When you visit Austin, TX, USA not only will this eclectic and hipster city have introduced you to delicious foods, and shown you the beauty of the area by way of a Texas Hill Country road trip but it will open your eyes (and soul) to some of the incredibly weird and wacky weekend getaways in Texas. Upon visiting this city, you will learn about the local communities deep satisfaction in Keeping Austin Weird. Once you truly explore this city, you’ll see what I mean.
Austin, TX is one of the only places in the world where you can get traditional (& delicious) breakfast tacos, paddleboard next to the city’s skyline, participate in a game of chicken shit bingo, and go two-stepping at a western dance hall – all in one day. This little capital of Texas is popular with the residents – and visitors – for a BIG reason.

[Region annotation entries]
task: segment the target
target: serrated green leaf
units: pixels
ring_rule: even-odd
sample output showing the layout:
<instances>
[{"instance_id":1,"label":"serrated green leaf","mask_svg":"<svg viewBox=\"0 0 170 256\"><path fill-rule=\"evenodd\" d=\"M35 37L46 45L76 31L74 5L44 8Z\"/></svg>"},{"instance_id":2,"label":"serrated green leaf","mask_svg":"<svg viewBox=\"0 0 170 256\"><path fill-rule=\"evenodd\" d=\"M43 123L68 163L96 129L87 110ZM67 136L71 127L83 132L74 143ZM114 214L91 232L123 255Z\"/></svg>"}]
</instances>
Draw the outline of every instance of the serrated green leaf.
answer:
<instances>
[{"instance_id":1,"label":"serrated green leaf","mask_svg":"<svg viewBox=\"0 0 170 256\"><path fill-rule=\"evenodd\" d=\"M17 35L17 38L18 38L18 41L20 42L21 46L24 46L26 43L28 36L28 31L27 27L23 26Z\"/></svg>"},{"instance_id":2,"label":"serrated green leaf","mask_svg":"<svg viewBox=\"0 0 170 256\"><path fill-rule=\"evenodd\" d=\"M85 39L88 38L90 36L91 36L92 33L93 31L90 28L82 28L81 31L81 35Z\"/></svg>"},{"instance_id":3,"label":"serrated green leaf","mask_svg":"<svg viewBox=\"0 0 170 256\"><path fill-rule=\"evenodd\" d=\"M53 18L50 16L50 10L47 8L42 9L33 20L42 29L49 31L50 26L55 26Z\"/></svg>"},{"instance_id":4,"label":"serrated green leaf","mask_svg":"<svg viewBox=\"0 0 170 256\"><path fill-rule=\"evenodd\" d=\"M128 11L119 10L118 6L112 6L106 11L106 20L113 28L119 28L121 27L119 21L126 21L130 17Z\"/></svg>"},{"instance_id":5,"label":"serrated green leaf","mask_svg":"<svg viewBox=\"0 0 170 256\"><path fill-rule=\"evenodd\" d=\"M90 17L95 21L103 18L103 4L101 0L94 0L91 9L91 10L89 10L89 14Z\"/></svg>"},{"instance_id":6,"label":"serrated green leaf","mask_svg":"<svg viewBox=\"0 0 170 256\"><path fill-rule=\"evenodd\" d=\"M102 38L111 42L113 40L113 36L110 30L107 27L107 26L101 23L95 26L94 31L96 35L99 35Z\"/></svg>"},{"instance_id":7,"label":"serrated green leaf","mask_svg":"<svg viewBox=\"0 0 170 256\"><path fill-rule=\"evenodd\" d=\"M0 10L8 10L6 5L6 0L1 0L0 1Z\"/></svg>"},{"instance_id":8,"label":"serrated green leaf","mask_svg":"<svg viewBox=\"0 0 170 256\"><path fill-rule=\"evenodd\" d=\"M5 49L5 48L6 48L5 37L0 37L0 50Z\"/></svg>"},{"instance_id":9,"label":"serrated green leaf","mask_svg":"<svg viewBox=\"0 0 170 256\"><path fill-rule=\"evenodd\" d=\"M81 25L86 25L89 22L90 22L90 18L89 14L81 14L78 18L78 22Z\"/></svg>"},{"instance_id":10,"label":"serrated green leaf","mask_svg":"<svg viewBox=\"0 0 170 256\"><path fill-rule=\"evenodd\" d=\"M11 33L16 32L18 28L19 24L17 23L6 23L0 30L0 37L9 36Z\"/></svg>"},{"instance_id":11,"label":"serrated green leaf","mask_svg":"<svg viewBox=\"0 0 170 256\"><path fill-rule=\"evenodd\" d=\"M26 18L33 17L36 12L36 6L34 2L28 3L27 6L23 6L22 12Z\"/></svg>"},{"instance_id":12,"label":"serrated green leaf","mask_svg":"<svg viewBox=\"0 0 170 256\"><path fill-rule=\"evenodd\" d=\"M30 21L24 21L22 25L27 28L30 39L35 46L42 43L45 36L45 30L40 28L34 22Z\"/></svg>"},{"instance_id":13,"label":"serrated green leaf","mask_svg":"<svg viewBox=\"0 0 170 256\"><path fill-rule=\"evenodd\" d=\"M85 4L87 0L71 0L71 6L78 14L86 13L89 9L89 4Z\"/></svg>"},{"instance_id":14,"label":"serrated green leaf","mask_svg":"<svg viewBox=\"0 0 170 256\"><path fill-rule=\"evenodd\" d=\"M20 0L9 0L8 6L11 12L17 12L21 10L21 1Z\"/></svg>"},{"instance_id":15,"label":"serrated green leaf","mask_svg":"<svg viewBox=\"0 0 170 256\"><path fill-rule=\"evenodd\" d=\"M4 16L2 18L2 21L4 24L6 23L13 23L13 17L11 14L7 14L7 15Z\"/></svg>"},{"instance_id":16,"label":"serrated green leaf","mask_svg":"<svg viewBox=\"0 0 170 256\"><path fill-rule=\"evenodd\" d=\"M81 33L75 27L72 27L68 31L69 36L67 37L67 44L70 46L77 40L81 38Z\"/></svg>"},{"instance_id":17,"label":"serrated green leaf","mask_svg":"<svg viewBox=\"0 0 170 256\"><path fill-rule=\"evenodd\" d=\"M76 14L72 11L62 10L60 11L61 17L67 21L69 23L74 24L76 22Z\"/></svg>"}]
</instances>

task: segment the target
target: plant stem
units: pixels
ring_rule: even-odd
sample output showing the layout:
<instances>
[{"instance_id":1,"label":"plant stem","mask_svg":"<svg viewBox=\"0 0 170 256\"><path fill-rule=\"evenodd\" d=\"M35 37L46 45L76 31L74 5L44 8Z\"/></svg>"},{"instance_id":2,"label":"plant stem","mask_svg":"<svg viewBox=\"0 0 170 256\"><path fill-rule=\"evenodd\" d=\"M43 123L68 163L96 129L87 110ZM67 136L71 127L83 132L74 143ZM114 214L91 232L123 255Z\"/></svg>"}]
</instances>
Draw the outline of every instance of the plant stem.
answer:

» **Directives**:
A. Answer these questions from the Austin travel text:
(i) What does the local community take deep satisfaction in?
(ii) Next to what can a visitor paddleboard?
(iii) At what kind of place does the text say you can go two-stepping?
B. Pick up the Austin travel text after its final sentence and carry it on.

» **In response**:
A.
(i) Keeping Austin Weird
(ii) The city's skyline
(iii) A western dance hall

B.
This pool is about 3 acres and is naturally fed all year long from underground springs giving it a steady yearly temperature of about 68-70. When you have 110+ degree summer days, those temperatures are incredibly refreshing. The depth of this natural pool ranges from 0 to 18 feet with a diving board and grassy areas outside to lounge on when you need a break. So it’s a great place for the family, too.
Barton Springs is also home to an endangered Salamander, so if you catch the pool on a closed day, don’t be too bummed out, it’s for the animals! Just a heads up, the pool is closed every Thursday for maintenance (both for wildlife and guests visitors). So plan accordingly.
Entrance fees start around $8 for non-residents. If you are visiting Austin in the late fall to late winter months, Barton Springs Pool has free entry during this time.
This greenbelt is pretty much THE nature area for outdoor enthusiasts. If outdoor adventure is your thing, head here. You can enjoy hiking, biking, climbing, bouldering, swimming, or chilling out along Barton Creek. Side Note: depending on the time of year, that creek might be bone dry or flowing with clear water. With over 12 miles of rocky trails, you can access the green belt from over 7 trailheads scattered across southwest Austin.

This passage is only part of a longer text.